Write out the full blog post on Sherry Turkle's talk below, word for word.
** Selected passage follows **
Connected, but alone?

by Amalia


I have just discovered this video! It’s been awhile since I watched a TEDTalk and wrote it here on my blog. After watching this talk delivered by Sherry Turkle, I decided to quickly write it here.

I have complained a lot in this blog about the Internet, gadgets, and social networking sites which have done a great deal in changing the way we, the humans, interact with each other. To be honest, they are not entirely bad. Thanks to social networks, I can be connected again to my long lost friends in elementary school or high school. I remember about a half a decade ago, I used to be the one who searched for them on the Internet and made a mailing list group so that we could keep in touch. When only few people used Friendster, I told everyone to create an account there. When Facebook gained popularity in the US (but not in other countries), I told all of my close friends to move to Facebook :P. I was busy making sure that although they’re not physically close to me anymore, I could at least reach them online.

But now, every single person can be easily reached. Virtually reached, that is. Everyone is on Facebook, Twitter, YM, LinkedIn, GMail, aaah…. you name it! People, including me, are addicted to it. Every time we encounter something, we update our status. We no longer call our closest friends to tell them about it, but updating a status seems to be the coolest way to go about it. Hi-by friends or even strangers suddenly become our best “virtual listeners”. Friends or families are busy with their smartphones while having dinner together. It is absurd, if you really think about it (I’m criticizing myself too, you know!). We spend less time to have a real and deep conversation with people because we spend too much time online with people who we think they care (but they are not, really).

So, this talk by Sherry Turkle  is exactly what has been running through my mind for the past few months or years — except that, she explains it more beautifully and persuasively than I do. One thing that struck me is this:

When I ask people “What’s wrong with having a conversation?” People say, “I’ll tell you what’s wrong with having a conversation. It takes place in real time and you can’t control what you’re going to say.” So that’s the bottom line. Texting, email, posting, all of these things let us present the self as we want to be. We get to edit, and that means we get to delete, and that means we get to retouch, the face, the voice, the flesh, the body — not too little, not too much, just right.
** End of Selected passage **
** Data for review follows **
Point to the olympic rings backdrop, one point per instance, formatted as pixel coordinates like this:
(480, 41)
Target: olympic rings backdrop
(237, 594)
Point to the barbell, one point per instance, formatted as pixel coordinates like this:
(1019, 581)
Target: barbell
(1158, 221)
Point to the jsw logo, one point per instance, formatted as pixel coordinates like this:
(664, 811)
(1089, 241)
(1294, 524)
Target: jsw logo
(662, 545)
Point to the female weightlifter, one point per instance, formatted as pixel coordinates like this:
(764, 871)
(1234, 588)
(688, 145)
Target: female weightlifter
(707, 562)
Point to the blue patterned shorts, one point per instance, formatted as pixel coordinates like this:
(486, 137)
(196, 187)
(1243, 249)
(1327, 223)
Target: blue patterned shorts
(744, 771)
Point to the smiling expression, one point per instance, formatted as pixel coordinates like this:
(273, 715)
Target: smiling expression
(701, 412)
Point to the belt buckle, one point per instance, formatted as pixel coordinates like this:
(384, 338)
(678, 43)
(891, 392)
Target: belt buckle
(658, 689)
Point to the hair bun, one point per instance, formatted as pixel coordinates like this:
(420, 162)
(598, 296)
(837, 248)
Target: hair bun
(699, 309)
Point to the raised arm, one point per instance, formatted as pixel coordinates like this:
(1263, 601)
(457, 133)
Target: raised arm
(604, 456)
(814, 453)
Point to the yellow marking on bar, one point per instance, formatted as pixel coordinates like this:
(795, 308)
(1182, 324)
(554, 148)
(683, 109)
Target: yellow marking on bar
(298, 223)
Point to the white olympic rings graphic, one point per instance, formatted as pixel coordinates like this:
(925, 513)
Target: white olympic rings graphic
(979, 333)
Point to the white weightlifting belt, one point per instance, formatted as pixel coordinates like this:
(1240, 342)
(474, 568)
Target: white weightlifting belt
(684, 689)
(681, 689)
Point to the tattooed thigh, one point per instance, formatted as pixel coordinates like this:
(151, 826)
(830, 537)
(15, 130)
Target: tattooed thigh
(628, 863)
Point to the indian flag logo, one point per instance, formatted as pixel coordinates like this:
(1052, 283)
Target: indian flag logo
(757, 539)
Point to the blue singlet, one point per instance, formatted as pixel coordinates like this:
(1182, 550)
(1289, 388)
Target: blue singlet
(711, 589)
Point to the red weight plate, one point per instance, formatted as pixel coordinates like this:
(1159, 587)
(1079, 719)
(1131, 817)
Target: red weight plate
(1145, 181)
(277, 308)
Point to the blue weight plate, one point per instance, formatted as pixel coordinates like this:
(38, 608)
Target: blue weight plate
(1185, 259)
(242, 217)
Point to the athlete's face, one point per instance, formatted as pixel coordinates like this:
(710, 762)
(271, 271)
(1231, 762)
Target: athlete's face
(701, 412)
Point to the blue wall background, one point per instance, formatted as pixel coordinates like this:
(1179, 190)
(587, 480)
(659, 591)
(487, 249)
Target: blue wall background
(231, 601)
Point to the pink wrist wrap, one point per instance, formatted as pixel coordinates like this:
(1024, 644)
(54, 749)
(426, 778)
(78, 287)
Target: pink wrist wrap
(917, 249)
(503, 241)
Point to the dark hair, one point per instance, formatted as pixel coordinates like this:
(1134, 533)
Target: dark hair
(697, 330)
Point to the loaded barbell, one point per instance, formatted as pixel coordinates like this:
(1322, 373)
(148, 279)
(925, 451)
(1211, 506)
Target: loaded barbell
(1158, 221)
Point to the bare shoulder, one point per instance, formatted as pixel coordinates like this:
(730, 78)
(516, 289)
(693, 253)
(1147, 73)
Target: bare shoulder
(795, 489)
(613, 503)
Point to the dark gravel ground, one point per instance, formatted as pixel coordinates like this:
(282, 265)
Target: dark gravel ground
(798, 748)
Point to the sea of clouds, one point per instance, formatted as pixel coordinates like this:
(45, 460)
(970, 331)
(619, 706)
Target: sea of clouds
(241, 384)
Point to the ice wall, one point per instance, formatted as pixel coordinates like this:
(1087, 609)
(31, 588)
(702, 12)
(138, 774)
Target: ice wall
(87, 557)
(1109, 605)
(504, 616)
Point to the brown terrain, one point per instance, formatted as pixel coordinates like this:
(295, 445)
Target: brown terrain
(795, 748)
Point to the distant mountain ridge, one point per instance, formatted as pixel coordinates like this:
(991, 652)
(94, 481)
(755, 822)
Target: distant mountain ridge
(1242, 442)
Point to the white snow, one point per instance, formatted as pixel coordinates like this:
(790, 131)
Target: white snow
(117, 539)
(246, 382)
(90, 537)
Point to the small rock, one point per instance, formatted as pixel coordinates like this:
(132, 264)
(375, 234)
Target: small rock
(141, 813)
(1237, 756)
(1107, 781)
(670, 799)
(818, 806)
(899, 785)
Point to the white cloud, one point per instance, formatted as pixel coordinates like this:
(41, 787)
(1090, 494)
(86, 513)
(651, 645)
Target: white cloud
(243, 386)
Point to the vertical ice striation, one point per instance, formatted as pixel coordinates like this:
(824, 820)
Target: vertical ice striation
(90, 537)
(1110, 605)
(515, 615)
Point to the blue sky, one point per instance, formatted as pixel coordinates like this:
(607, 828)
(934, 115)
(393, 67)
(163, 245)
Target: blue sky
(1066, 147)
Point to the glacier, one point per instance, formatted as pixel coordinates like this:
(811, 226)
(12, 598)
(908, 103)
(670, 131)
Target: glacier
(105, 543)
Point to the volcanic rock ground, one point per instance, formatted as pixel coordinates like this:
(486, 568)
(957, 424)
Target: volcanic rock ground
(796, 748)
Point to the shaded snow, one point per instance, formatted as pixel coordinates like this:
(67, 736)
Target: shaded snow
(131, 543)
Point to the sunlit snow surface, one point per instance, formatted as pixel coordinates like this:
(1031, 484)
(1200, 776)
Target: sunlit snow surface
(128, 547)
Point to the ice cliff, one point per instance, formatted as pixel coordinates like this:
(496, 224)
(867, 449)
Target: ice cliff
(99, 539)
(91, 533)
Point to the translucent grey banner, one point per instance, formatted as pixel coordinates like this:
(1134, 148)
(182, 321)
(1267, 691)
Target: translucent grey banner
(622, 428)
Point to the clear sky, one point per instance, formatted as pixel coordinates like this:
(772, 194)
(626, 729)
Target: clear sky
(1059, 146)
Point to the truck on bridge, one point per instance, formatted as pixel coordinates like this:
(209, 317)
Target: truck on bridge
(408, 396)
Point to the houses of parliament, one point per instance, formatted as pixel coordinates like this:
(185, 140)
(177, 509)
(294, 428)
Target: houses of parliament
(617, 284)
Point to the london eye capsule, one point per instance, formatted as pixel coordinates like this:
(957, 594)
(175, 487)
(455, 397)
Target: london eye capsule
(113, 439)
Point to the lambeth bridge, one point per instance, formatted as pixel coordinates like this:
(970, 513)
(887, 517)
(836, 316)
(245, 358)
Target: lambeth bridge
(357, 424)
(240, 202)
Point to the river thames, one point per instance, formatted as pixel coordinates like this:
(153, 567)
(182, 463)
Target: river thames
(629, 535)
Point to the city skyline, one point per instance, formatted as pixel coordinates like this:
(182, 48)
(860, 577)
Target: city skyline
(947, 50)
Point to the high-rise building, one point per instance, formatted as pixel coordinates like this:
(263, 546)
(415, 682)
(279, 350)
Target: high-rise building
** End of Data for review **
Reply.
Connected, but alone?

by Amalia


I have just discovered this video! It’s been awhile since I watched a TEDTalk and wrote it here on my blog. After watching this talk delivered by Sherry Turkle, I decided to quickly write it here.

I have complained a lot in this blog about the Internet, gadgets, and social networking sites which have done a great deal in changing the way we, the humans, interact with each other. To be honest, they are not entirely bad. Thanks to social networks, I can be connected again to my long lost friends in elementary school or high school. I remember about a half a decade ago, I used to be the one who searched for them on the Internet and made a mailing list group so that we could keep in touch. When only few people used Friendster, I told everyone to create an account there. When Facebook gained popularity in the US (but not in other countries), I told all of my close friends to move to Facebook :P. I was busy making sure that although they’re not physically close to me anymore, I could at least reach them online.

But now, every single person can be easily reached. Virtually reached, that is. Everyone is on Facebook, Twitter, YM, LinkedIn, GMail, aaah…. you name it! People, including me, are addicted to it. Every time we encounter something, we update our status. We no longer call our closest friends to tell them about it, but updating a status seems to be the coolest way to go about it. Hi-by friends or even strangers suddenly become our best “virtual listeners”. Friends or families are busy with their smartphones while having dinner together. It is absurd, if you really think about it (I’m criticizing myself too, you know!). We spend less time to have a real and deep conversation with people because we spend too much time online with people who we think they care (but they are not, really).

So, this talk by Sherry Turkle  is exactly what has been running through my mind for the past few months or years — except that, she explains it more beautifully and persuasively than I do. One thing that struck me is this:

When I ask people “What’s wrong with having a conversation?” People say, “I’ll tell you what’s wrong with having a conversation. It takes place in real time and you can’t control what you’re going to say.” So that’s the bottom line. Texting, email, posting, all of these things let us present the self as we want to be. We get to edit, and that means we get to delete, and that means we get to retouch, the face, the voice, the flesh, the body — not too little, not too much, just right.